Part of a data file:
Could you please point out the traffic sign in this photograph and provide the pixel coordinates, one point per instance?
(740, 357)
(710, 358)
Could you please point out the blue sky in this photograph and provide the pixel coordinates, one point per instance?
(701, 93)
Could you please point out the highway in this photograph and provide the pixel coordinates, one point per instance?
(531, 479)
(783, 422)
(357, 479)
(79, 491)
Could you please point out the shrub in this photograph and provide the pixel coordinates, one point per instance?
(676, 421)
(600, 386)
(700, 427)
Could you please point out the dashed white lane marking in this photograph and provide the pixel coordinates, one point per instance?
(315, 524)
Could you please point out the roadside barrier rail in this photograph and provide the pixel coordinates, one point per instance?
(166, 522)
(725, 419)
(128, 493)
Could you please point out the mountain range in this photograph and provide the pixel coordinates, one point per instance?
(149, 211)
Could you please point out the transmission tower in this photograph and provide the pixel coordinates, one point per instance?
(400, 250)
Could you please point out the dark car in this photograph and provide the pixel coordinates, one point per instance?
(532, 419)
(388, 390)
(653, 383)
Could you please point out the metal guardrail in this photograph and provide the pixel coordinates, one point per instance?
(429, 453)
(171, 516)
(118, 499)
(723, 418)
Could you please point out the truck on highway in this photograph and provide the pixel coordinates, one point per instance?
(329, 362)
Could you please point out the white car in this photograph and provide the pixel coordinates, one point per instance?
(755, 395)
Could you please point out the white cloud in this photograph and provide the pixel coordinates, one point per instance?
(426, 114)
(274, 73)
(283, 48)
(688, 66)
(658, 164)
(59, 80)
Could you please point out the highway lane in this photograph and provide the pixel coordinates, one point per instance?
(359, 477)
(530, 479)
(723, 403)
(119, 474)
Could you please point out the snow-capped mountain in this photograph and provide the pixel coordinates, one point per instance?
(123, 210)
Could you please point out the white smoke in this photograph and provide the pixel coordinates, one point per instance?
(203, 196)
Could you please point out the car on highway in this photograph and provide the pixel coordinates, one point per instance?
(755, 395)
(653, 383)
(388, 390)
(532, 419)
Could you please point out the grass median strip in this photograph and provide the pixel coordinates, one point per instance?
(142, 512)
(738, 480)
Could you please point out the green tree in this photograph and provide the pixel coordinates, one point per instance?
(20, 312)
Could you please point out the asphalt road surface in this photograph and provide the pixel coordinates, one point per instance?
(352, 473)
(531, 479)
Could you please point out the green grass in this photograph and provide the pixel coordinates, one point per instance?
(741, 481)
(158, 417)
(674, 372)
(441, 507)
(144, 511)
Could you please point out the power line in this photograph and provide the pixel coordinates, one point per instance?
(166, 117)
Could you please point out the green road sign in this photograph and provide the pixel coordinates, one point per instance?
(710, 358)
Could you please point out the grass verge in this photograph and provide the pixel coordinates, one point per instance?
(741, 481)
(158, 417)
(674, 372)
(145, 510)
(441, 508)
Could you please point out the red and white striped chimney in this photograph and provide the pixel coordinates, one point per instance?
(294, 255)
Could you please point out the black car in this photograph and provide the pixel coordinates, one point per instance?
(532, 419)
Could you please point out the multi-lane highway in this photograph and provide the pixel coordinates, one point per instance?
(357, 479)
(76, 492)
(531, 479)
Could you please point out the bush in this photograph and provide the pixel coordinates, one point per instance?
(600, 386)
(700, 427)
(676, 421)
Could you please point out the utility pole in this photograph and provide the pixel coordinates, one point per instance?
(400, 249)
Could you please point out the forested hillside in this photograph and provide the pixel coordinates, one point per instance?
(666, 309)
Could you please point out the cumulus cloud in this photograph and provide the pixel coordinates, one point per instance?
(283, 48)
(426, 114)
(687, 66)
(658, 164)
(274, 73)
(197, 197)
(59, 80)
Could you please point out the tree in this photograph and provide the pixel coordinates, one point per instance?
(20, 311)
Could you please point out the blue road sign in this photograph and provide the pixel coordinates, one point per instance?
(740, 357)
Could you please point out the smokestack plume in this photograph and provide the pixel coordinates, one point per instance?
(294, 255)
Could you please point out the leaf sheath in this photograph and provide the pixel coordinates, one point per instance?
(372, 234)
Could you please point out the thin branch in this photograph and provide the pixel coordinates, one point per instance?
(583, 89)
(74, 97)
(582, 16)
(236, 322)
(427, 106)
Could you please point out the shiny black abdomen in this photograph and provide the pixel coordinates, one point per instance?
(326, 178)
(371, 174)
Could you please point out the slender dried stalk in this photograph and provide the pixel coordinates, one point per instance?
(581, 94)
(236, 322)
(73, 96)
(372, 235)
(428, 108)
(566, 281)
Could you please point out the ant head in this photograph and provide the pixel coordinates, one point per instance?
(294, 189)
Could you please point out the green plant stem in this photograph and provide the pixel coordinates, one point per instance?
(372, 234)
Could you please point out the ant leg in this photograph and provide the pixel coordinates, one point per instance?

The problem: Reproduce the records above exactly, starting with the line that contains "Could you please point out the shiny" and ending with the last line.

The solution:
Could you please point out the shiny black abdomen in this photograph and provide the pixel coordinates, one point per instance?
(326, 178)
(371, 174)
Could you please point out the slender dried stalk in this photograph and provide the pixel coordinates, one point per instance?
(581, 94)
(236, 322)
(73, 96)
(372, 235)
(428, 108)
(566, 281)
Could you please point out the ant head in this photograph and provide the pixel coordinates, one point per instance?
(294, 189)
Could you please point out the green plant stem in this photograph and provide the pixel coordinates, one point per instance?
(372, 234)
Could you please point out the ant leg in this photograph and provide the pixel coordinates, one point per instance?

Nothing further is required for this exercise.